AIM OF THE EXERCISE –
Exactly the lines below starting at the line with "Kindly point to the stucco" and ending at the line with "Kindly point to the red" are wanted, with both ends included. Leave out the pictures and add no other lines.

BEGIN MATERIAL TO PROCESS

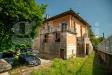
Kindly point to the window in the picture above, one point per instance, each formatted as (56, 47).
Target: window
(57, 35)
(22, 28)
(74, 27)
(64, 26)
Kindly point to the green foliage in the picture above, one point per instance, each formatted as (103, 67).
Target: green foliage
(14, 11)
(77, 66)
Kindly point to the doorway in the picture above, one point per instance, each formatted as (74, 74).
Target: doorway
(87, 49)
(62, 53)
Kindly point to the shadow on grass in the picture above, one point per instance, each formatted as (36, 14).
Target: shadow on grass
(99, 67)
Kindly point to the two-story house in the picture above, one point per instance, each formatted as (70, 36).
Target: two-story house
(64, 36)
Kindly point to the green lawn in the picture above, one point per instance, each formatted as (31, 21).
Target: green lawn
(74, 66)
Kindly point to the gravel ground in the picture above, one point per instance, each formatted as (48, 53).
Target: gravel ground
(25, 70)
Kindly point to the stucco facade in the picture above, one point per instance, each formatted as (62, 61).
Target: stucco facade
(64, 36)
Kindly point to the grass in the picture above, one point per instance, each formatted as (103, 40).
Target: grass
(75, 66)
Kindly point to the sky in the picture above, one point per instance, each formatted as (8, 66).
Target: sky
(98, 13)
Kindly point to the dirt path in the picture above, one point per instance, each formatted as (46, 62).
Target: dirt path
(24, 70)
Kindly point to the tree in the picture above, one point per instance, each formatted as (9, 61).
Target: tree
(13, 11)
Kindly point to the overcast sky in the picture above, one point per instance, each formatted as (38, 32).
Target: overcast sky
(98, 13)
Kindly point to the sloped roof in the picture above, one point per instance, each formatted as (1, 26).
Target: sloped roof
(66, 13)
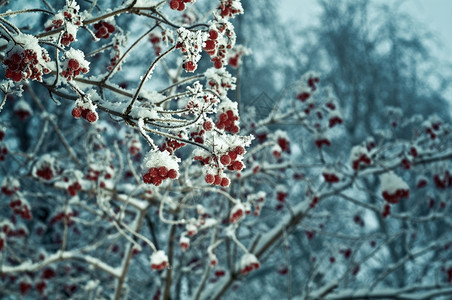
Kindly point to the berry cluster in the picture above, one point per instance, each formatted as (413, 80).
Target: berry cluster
(237, 213)
(3, 151)
(156, 175)
(226, 121)
(159, 260)
(86, 113)
(73, 68)
(25, 63)
(21, 207)
(248, 263)
(10, 186)
(179, 4)
(103, 30)
(229, 8)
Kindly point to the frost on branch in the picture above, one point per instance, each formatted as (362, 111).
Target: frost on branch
(248, 263)
(393, 188)
(69, 20)
(190, 43)
(74, 64)
(159, 260)
(26, 59)
(160, 165)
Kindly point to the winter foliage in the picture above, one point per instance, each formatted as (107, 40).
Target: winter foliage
(130, 167)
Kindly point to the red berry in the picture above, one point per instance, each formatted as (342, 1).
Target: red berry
(163, 172)
(225, 160)
(91, 117)
(239, 150)
(190, 66)
(174, 4)
(213, 34)
(238, 165)
(217, 180)
(225, 182)
(76, 112)
(208, 126)
(209, 179)
(172, 174)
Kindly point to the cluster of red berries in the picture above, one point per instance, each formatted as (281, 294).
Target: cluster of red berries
(230, 159)
(73, 69)
(396, 196)
(229, 8)
(159, 260)
(443, 181)
(103, 30)
(226, 121)
(85, 113)
(24, 64)
(179, 4)
(45, 172)
(3, 152)
(21, 208)
(156, 175)
(330, 177)
(237, 213)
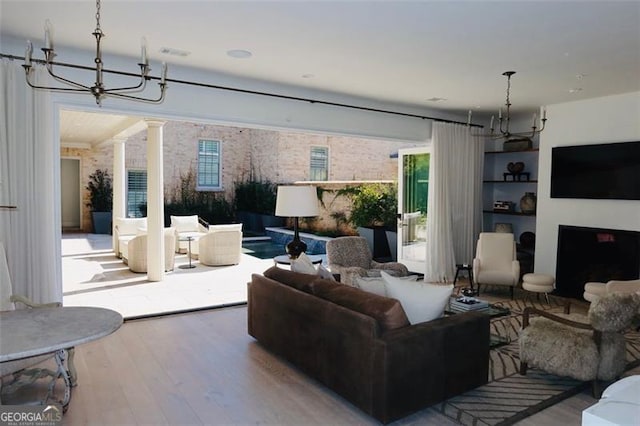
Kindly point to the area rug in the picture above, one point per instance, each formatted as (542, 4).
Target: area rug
(510, 397)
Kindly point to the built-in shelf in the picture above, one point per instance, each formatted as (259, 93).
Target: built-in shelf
(508, 213)
(511, 152)
(510, 181)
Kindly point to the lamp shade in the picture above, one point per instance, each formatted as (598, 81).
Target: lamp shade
(297, 201)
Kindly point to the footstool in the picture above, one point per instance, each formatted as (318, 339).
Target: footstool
(538, 283)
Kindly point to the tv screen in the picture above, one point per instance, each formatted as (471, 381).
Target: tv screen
(601, 171)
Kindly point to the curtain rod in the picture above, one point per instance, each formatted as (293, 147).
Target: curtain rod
(250, 92)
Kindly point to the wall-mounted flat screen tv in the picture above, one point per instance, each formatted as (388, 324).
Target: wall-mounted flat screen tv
(601, 171)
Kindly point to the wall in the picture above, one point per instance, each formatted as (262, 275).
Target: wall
(607, 119)
(277, 156)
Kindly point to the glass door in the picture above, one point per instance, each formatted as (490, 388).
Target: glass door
(413, 191)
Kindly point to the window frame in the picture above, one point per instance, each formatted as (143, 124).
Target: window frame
(327, 165)
(209, 188)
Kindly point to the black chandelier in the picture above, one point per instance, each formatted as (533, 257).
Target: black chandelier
(98, 90)
(503, 122)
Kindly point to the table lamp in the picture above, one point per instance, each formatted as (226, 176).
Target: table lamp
(296, 201)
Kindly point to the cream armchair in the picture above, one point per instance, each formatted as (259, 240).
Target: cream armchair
(495, 262)
(126, 229)
(137, 252)
(594, 290)
(222, 245)
(351, 257)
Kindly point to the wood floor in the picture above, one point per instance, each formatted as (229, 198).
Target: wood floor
(203, 368)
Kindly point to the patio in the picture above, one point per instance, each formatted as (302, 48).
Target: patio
(93, 276)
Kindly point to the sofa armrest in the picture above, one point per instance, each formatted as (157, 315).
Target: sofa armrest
(391, 266)
(419, 359)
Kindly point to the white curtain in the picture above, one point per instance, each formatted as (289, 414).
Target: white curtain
(28, 175)
(454, 218)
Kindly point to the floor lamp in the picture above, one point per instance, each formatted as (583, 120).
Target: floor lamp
(297, 201)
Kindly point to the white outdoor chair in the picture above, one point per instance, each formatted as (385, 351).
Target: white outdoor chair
(137, 252)
(222, 245)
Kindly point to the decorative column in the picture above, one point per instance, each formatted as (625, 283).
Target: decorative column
(155, 201)
(119, 184)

END MATERIAL TO PROCESS

TASK ANSWER –
Kindly point to the stucco facade in the picture above, one point per instance, each formatted as (62, 61).
Target: stucco facade
(64, 36)
Kindly point to the grass in the picture above, one point per instance, each formatted as (103, 40).
Target: grass
(75, 66)
Kindly point to the sky in the picture above, one point per instance, each formatted as (8, 66).
Target: sky
(98, 13)
Kindly point to the dirt path in the picture above, one point per instance, each formatted as (46, 62).
Target: dirt path
(24, 70)
Kindly point to the tree in the picture above, one point per instance, each formatted as (9, 61).
Target: tree
(13, 11)
Kindly point to the overcast sky in the picture above, one point per instance, each formatted as (38, 32).
Target: overcast sky
(98, 13)
Kindly point to the sloped roof in the picture above, one point per instance, each formatted as (1, 26).
Target: sloped roof
(66, 13)
Kindly point to the berry cluster in the picture above, one point per instance, each formatted as (413, 80).
Target: berry cluster
(237, 213)
(3, 151)
(156, 175)
(226, 121)
(159, 260)
(86, 113)
(73, 68)
(25, 63)
(21, 207)
(248, 263)
(10, 186)
(179, 4)
(103, 30)
(229, 8)
Kindly point to the frost on branch in the picture above, one point per instance, each formatted as (362, 111).
Target: frost on branch
(248, 263)
(393, 188)
(69, 20)
(190, 43)
(74, 64)
(159, 260)
(26, 59)
(160, 165)
Kindly point to the winter foliage in the picture above, one point per instance, each formatted as (107, 40).
Target: winter foliage
(130, 167)
Kindly point to the red berry in the picture above, one point per instance, each formatted as (342, 1).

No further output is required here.